---------- Textauszug ----------

Das Unvorhersehbare locken

TANZ Marcelo Evelin gehört zu den wichtigsten Choreografen Brasiliens. In „Suddenly Everywhere Is Black with People“ untersucht er die Angst vor dem Unbekannten und kommt damit zum Festival Tanz im August

Das Ergebnis jedenfalls bewegt die Gemüter, das zeigen Kommentare im Netz

VON ANNETT JAENSCH

Matt glimmen Leuchtstäbe. Sie begrenzen die abgedunkelte Spielfläche und lassen sie wie einen überdimensionierten Boxring wirken. In diese Szenerie hinein bricht der Pulk aus fünf Performern. Ihre nackte Haut ist pechschwarz angemalt, sie halten sich an den Händen und kreiseln durch den Raum. Eine Stunde lang kommen Performer und Publikum sich in dieser fahl ausgeleuchteten Zwischenwelt aufregend nahe. Aufregend, weil das Unvorhersehbare das Geschehen bestimmt.

Der brasilianische Choreograf Marcelo Evelin hat diese Versuchsanordnung erdacht und präsentiert sie ab Samstag auf dem Festival Tanz im August. Faszinierend findet er die Dynamiken, die in Gang kommen, wenn Menschenmengen sich zusammenballen. „Es beschäftigt mich, weil das Phänomen überall auf der Welt auftaucht.“ Besonders die Lektüre von „Masse und Macht“ von Elias Canetti habe ihm Impulse gegeben. Nichts fürchte der Mensch mehr als die Berührung durch Unbekanntes, heißt es im ersten Kapitel, erst die Masse könne ihn von dieser Furcht erlösen.

----------

• [Zu erledigende Aufgaben]:
• A. Gib den Textauszug über Marcelo Evelin von „Das Ergebnis jedenfalls“ bis einschließlich „das Geschehen bestimmt.“ unverändert wieder.
• B. Gib alle nachstehenden Einträge vollständig erneut aus und skaliere dabei jede Koordinate der fertig nachgezeichneten Umrisspfade mit dem Faktor 2,25, nicht aber die Koordinaten der Layoutmuster. Runde die Ergebnisse auf ganze Zahlen, wobei ,5 aufgerundet wird.

---------- Einträge ----------

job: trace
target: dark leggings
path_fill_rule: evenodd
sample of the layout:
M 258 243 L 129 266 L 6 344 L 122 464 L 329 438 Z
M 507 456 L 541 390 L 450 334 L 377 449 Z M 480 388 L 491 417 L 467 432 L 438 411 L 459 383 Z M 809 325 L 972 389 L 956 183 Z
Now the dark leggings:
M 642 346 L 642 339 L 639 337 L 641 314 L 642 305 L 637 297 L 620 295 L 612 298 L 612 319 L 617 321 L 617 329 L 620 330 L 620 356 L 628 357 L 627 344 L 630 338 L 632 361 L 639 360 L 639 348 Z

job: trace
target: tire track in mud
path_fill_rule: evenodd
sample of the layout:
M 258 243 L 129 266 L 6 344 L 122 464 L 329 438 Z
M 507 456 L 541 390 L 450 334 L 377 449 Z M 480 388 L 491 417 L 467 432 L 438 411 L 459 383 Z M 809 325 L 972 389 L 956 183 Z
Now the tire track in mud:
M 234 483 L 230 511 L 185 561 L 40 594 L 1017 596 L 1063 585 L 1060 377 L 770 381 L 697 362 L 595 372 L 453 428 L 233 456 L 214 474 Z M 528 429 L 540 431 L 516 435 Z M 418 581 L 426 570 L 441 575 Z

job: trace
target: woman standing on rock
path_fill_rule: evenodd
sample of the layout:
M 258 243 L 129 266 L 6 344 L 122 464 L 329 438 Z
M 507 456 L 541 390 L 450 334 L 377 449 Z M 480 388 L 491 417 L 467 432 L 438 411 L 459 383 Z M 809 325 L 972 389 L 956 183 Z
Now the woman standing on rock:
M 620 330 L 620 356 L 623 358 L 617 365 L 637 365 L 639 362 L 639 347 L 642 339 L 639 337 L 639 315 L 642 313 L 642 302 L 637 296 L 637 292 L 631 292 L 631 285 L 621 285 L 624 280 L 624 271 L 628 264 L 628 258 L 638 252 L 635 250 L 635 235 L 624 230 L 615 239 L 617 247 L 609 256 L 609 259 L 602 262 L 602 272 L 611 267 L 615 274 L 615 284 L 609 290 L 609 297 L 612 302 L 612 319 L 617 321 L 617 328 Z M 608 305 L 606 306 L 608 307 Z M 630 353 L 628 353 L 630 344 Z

----------

• [Ausgearbeitete Lösungen]:
• A.
Das Ergebnis jedenfalls bewegt die Gemüter, das zeigen Kommentare im Netz

VON ANNETT JAENSCH

Matt glimmen Leuchtstäbe. Sie begrenzen die abgedunkelte Spielfläche und lassen sie wie einen überdimensionierten Boxring wirken. In diese Szenerie hinein bricht der Pulk aus fünf Performern. Ihre nackte Haut ist pechschwarz angemalt, sie halten sich an den Händen und kreiseln durch den Raum. Eine Stunde lang kommen Performer und Publikum sich in dieser fahl ausgeleuchteten Zwischenwelt aufregend nahe. Aufregend, weil das Unvorhersehbare das Geschehen bestimmt.

• B.
job: trace
target: dark leggings
path_fill_rule: evenodd
sample of the layout:
M 258 243 L 129 266 L 6 344 L 122 464 L 329 438 Z
M 507 456 L 541 390 L 450 334 L 377 449 Z M 480 388 L 491 417 L 467 432 L 438 411 L 459 383 Z M 809 325 L 972 389 L 956 183 Z
Now the dark leggings:
M 1445 779 L 1445 763 L 1438 758 L 1442 707 L 1445 686 L 1433 668 L 1395 664 L 1377 671 L 1377 718 L 1388 722 L 1388 740 L 1395 743 L 1395 801 L 1413 803 L 1411 774 L 1418 761 L 1422 812 L 1438 810 L 1438 783 Z

job: trace
target: tire track in mud
path_fill_rule: evenodd
sample of the layout:
M 258 243 L 129 266 L 6 344 L 122 464 L 329 438 Z
M 507 456 L 541 390 L 450 334 L 377 449 Z M 480 388 L 491 417 L 467 432 L 438 411 L 459 383 Z M 809 325 L 972 389 L 956 183 Z
Now the tire track in mud:
M 527 1087 L 518 1150 L 416 1262 L 90 1337 L 2288 1341 L 2392 1316 L 2385 848 L 1733 857 L 1568 815 L 1339 837 L 1019 963 L 524 1026 L 482 1067 Z M 1188 965 L 1215 970 L 1161 979 Z M 941 1307 L 959 1283 L 992 1294 Z

job: trace
target: woman standing on rock
path_fill_rule: evenodd
sample of the layout:
M 258 243 L 129 266 L 6 344 L 122 464 L 329 438 Z
M 507 456 L 541 390 L 450 334 L 377 449 Z M 480 388 L 491 417 L 467 432 L 438 411 L 459 383 Z M 809 325 L 972 389 L 956 183 Z
Now the woman standing on rock:
M 1395 743 L 1395 801 L 1402 806 L 1388 821 L 1433 821 L 1438 815 L 1438 781 L 1445 763 L 1438 758 L 1438 709 L 1445 704 L 1445 680 L 1433 666 L 1433 657 L 1420 657 L 1420 641 L 1397 641 L 1404 630 L 1404 610 L 1413 594 L 1413 581 L 1436 567 L 1429 563 L 1429 529 L 1404 518 L 1384 538 L 1388 556 L 1370 576 L 1370 583 L 1355 590 L 1355 612 L 1375 601 L 1384 617 L 1384 639 L 1370 653 L 1370 668 L 1377 680 L 1377 718 L 1388 722 L 1388 738 Z M 1368 686 L 1364 689 L 1368 691 Z M 1418 794 L 1413 794 L 1418 774 Z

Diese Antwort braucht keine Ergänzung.